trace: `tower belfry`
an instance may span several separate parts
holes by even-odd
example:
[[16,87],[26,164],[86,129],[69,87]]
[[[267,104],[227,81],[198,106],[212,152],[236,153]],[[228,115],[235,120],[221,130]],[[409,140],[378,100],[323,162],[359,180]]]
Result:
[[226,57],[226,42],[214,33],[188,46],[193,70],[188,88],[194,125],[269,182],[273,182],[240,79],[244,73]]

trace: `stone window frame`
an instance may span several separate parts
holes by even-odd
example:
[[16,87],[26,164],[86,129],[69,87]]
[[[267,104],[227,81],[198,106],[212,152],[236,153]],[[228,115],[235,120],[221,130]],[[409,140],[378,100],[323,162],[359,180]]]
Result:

▸ What the task asks
Format every line of the records as a JSON list of strings, one string per line, leaving out blank lines.

▸ Exercise solution
[
  "trace: `tower belfry`",
  "an instance may span several separate parts",
  "holes by even-odd",
  "example:",
  "[[16,87],[26,164],[86,129],[69,87]]",
  "[[[267,104],[227,81],[198,106],[212,152],[236,153]],[[228,115],[235,120],[221,130]],[[409,140],[378,100],[323,162],[359,180]]]",
  "Result:",
  "[[226,57],[226,42],[214,33],[188,46],[193,70],[188,88],[194,125],[269,182],[273,182],[240,79],[244,73]]",
  "trace: `stone window frame`",
  "an instance may span several separate parts",
  "holes by even-odd",
  "example:",
  "[[16,87],[26,164],[86,129],[69,87]]",
  "[[[267,104],[227,81],[198,106],[212,152],[236,153]],[[228,115],[235,120],[221,130]],[[409,140],[378,100],[323,162],[359,180]]]",
  "Result:"
]